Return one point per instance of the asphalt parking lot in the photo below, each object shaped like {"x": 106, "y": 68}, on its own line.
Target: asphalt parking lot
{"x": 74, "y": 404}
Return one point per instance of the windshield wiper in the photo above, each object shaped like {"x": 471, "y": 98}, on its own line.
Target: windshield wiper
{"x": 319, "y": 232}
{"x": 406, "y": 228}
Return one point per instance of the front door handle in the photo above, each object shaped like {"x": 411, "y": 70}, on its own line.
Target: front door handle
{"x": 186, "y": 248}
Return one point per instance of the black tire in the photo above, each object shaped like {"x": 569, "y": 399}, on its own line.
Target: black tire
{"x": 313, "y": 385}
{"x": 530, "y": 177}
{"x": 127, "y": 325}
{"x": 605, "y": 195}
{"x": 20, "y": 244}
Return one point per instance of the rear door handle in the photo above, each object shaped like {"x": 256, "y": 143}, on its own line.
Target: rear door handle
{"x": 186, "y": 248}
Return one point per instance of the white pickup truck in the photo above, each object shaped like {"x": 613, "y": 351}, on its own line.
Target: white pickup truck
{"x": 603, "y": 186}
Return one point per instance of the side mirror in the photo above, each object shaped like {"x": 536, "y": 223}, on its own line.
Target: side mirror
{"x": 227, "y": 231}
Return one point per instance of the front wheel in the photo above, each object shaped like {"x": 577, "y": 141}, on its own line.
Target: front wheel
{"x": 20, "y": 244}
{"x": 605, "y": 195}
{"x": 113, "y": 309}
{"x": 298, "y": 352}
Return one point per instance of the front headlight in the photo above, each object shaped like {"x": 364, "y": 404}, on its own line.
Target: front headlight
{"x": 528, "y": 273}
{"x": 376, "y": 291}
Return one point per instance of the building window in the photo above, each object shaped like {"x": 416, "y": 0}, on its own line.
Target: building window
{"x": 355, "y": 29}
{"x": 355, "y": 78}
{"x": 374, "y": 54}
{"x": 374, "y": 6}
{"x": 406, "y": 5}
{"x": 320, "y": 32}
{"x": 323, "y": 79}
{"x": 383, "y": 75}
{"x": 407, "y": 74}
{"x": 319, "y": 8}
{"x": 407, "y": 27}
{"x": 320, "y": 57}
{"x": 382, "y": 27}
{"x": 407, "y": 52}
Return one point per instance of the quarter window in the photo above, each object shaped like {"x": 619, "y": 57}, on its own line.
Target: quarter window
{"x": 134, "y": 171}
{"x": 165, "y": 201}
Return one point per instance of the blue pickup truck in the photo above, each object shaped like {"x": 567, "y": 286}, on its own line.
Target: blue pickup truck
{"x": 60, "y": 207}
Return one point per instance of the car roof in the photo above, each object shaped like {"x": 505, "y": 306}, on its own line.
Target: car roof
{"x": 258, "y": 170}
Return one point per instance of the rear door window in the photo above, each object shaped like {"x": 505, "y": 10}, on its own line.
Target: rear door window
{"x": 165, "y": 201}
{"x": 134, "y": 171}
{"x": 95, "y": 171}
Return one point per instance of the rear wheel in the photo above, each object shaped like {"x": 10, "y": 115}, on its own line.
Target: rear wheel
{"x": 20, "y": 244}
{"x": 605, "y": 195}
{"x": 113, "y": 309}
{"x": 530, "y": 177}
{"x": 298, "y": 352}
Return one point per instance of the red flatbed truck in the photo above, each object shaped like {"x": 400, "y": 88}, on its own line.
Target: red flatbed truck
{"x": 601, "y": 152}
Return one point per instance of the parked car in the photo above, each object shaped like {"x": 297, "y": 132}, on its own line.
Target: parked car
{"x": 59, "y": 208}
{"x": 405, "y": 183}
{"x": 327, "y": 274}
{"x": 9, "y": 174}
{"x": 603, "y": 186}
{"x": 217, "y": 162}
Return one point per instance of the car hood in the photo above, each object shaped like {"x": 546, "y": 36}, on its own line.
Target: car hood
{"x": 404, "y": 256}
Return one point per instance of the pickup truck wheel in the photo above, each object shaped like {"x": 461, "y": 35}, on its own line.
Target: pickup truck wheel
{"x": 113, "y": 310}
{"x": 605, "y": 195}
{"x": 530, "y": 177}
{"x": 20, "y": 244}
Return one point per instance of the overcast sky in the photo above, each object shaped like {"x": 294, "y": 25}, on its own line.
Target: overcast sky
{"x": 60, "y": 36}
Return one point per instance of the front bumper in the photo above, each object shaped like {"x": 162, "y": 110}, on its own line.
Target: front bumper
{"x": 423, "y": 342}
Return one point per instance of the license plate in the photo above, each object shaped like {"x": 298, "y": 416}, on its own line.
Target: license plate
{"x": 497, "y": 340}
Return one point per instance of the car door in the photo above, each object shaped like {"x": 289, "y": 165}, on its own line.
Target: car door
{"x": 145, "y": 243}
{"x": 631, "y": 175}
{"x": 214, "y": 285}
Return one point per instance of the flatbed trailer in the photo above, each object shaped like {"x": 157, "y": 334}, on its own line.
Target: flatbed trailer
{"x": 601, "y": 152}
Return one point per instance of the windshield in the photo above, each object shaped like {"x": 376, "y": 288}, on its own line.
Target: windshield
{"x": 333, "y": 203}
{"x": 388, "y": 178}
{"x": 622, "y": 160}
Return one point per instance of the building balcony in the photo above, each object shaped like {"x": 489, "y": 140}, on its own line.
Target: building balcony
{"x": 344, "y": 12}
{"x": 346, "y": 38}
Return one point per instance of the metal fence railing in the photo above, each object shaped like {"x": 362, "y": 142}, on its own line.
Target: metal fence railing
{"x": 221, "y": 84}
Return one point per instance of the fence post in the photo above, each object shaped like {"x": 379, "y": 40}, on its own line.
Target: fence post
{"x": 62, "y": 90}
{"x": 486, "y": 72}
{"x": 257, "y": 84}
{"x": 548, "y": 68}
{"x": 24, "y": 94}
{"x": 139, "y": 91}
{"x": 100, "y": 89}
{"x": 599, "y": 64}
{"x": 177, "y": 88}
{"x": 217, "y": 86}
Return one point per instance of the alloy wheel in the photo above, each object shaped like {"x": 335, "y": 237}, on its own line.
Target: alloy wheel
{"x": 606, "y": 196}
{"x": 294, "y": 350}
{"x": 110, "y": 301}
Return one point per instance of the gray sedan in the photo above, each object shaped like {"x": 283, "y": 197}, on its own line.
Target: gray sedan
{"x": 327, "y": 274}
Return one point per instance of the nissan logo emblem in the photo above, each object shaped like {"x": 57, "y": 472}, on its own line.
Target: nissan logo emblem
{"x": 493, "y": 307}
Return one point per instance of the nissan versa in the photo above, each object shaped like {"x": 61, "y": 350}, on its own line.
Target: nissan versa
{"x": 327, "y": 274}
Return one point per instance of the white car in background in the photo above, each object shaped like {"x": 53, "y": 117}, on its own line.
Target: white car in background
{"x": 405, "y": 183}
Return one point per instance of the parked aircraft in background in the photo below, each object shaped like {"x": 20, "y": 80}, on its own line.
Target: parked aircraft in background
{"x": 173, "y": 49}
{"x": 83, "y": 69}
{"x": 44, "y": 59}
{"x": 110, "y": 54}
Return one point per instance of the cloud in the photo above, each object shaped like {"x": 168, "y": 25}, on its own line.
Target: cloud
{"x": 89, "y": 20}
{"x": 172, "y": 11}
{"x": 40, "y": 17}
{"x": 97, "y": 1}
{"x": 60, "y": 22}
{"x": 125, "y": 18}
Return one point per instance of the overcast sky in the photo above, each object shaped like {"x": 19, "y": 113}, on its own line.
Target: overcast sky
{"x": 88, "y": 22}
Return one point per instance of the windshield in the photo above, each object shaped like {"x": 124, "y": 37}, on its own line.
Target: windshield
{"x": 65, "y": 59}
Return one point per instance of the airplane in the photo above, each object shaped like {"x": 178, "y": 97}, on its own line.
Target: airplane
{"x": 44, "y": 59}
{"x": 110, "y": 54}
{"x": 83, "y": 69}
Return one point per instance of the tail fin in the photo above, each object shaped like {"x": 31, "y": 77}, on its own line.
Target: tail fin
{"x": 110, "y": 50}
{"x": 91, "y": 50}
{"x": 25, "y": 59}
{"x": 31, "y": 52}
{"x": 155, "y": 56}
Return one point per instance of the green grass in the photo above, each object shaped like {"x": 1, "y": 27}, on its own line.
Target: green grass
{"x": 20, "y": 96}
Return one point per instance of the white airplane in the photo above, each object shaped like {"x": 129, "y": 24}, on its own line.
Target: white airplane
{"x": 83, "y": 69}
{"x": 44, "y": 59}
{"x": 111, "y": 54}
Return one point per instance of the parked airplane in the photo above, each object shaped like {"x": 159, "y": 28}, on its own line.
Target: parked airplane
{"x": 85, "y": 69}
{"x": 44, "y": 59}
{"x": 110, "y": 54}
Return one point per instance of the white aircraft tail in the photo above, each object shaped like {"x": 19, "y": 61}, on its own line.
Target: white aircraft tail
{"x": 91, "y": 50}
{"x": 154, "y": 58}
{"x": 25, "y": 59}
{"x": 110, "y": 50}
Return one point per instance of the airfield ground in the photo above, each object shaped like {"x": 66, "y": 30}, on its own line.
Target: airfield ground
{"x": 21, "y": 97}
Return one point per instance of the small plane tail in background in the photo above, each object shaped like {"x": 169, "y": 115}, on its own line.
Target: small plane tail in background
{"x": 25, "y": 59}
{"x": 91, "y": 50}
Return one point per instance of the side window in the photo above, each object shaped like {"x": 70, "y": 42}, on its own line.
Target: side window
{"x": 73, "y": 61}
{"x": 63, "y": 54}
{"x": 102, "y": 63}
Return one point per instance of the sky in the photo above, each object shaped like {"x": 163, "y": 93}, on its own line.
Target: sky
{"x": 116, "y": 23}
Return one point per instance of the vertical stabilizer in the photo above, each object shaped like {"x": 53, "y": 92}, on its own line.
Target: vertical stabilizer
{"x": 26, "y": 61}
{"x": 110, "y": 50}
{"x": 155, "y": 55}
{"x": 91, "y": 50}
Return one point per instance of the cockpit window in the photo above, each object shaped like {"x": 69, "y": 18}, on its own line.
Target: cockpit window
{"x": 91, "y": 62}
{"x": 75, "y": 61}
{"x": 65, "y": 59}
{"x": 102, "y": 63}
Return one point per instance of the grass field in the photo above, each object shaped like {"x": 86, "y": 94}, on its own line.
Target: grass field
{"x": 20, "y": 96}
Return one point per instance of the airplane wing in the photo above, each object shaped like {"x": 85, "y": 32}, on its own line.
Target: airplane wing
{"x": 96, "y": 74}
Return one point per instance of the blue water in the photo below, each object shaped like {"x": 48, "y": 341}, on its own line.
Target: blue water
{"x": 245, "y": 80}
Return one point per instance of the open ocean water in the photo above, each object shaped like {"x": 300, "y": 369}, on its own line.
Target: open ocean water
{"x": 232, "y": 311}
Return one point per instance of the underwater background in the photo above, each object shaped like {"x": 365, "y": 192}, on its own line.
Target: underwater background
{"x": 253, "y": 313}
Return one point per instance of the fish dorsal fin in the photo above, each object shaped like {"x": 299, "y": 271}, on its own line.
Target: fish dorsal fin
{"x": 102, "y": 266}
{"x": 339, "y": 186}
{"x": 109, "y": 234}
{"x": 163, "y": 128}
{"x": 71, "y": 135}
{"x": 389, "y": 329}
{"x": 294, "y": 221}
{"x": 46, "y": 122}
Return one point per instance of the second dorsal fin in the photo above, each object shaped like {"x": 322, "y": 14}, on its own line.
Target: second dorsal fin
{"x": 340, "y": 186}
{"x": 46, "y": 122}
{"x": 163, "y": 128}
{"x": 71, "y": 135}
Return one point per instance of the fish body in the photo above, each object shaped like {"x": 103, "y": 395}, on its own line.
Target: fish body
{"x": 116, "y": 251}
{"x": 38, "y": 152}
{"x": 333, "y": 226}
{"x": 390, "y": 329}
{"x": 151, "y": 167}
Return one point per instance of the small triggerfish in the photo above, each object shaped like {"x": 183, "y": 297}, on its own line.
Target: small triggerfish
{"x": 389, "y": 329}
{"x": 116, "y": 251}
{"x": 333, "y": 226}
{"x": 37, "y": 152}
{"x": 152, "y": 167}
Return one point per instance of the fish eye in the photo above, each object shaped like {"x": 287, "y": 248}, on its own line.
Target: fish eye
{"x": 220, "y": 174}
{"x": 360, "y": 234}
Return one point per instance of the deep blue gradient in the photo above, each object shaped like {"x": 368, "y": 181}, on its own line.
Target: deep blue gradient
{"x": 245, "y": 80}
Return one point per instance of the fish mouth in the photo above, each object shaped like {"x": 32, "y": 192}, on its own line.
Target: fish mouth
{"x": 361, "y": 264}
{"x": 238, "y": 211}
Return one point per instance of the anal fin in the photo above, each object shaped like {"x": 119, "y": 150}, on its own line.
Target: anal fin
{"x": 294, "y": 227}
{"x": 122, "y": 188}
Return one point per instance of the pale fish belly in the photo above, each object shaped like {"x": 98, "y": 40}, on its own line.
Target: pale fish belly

====

- **TASK OBJECTIVE**:
Please quote the stretch from the line containing "Return one point per instance of the pale" through the end of the records, reproducing each line without change.

- **EXERCISE ANSWER**:
Return one point per instance of the pale fish belly in the photo above, each object shaped like {"x": 98, "y": 40}, on its own line.
Target: pale fish belly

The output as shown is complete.